===== TEXTO APRESENTADO
Roberto Ploeg nasceu na Holanda em 1955 e veio para o Brasil em 1979, por causa de um estudo de mestrado em teologia latino-americana. Desde 1982 reside entre os nordestinos, onde formou família e se tornou assessor das Comunidades de Base. Mas as dificuldades interpostas pelas forças anticonciliares que cresciam no catolicismo o levaram ao caminho da arte, onde procura apresentar de maneira mais pessoal e livre as experiências universais da fé. Como ilustração dessa trajetória, Roberto fundou o “Mandacaru: jornal da tendência democrática e libertadora nas igrejas cristãs do Nordeste”. Bastava esse nome para garantir que a publicação iria enfrentar secas e cercas. Fechado o jornal no terceiro ano, Ploeg como que disse: se não posso escrever, vou pintar.
Por imagens visuais e não mais literárias, no entanto, ele continua a caminhada questionadora. Será que arte e ciência poderiam se combinar? E a religião, em que medida sua teologia pode ter assento nesse banquete dos saberes? O sagrado: é oposto ou uma dimensão do profano? A visita de nosso Grupo de Estudo aos quadros de Roberto, apreciando e discutindo a beleza das pinturas que “recriam” cenas bíblicas e sacralizam a vida compartilhada, aqui e agora, permitiram terapeutizar as vivências religiosas da gente e acolher o paradoxo para além do princípio de não-contradição, desconstruindo assim o monstruoso dualismo que contrapõe o humano ao divino, um saber ao outro. A obra de Roberto relaciona a contemporaneidade aos modelos bíblico-religiosos da nossa cultura, mas é desenhada em cima de metáforas transculturais e informada interdisciplinarmente pelas ciências.
==========
===== LISTAGEM
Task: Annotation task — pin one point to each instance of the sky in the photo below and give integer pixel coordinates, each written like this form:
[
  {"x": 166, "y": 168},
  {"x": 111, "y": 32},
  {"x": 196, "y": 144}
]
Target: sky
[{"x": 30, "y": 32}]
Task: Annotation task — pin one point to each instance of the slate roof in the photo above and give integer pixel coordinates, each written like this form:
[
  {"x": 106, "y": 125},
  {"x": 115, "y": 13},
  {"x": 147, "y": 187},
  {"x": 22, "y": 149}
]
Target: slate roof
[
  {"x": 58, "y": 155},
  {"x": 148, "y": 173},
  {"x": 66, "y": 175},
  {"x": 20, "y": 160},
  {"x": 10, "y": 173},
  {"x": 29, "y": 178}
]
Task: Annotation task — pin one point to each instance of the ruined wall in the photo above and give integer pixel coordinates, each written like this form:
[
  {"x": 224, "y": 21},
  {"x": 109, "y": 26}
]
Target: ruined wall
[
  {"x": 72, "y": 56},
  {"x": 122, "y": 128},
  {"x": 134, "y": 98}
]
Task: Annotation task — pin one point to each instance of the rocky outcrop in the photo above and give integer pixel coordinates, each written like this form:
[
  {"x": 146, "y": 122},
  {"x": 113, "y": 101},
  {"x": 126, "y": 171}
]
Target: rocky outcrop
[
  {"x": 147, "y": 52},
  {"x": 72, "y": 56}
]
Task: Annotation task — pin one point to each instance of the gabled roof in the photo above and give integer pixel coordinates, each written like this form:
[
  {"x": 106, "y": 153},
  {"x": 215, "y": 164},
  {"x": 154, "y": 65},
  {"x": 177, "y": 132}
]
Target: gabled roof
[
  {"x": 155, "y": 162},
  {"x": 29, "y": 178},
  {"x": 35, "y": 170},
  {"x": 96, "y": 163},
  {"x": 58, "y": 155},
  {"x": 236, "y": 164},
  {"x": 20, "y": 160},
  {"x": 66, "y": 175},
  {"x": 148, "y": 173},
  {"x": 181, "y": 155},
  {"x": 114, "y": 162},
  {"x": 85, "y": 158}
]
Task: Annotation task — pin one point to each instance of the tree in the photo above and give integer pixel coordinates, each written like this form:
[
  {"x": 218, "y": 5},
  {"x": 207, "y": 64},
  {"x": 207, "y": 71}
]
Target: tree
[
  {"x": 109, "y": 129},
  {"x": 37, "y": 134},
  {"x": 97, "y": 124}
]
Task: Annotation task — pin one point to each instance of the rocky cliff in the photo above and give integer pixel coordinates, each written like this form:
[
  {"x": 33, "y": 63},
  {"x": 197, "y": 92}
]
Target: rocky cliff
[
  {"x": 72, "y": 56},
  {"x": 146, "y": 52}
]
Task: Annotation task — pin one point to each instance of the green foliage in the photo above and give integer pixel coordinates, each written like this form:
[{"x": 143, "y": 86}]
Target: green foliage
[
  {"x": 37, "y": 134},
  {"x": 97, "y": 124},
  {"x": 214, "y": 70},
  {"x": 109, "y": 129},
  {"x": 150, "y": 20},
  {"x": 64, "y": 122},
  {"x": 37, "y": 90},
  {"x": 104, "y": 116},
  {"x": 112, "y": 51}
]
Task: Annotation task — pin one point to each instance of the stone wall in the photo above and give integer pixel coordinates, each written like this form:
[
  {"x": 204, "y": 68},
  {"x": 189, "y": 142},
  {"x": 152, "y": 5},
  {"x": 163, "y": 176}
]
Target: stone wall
==========
*ENUNCIADO*
Copie, sem alterações, o trecho do texto sobre Roberto Ploeg que vai de "Roberto Ploeg nasceu" até "escrever, vou pintar.", incluindo essas palavras. Não é preciso consultar o material.

*EXERCÍCIO RESOLVIDO*
Roberto Ploeg nasceu na Holanda em 1955 e veio para o Brasil em 1979, por causa de um estudo de mestrado em teologia latino-americana. Desde 1982 reside entre os nordestinos, onde formou família e se tornou assessor das Comunidades de Base. Mas as dificuldades interpostas pelas forças anticonciliares que cresciam no catolicismo o levaram ao caminho da arte, onde procura apresentar de maneira mais pessoal e livre as experiências universais da fé. Como ilustração dessa trajetória, Roberto fundou o “Mandacaru: jornal da tendência democrática e libertadora nas igrejas cristãs do Nordeste”. Bastava esse nome para garantir que a publicação iria enfrentar secas e cercas. Fechado o jornal no terceiro ano, Ploeg como que disse: se não posso escrever, vou pintar.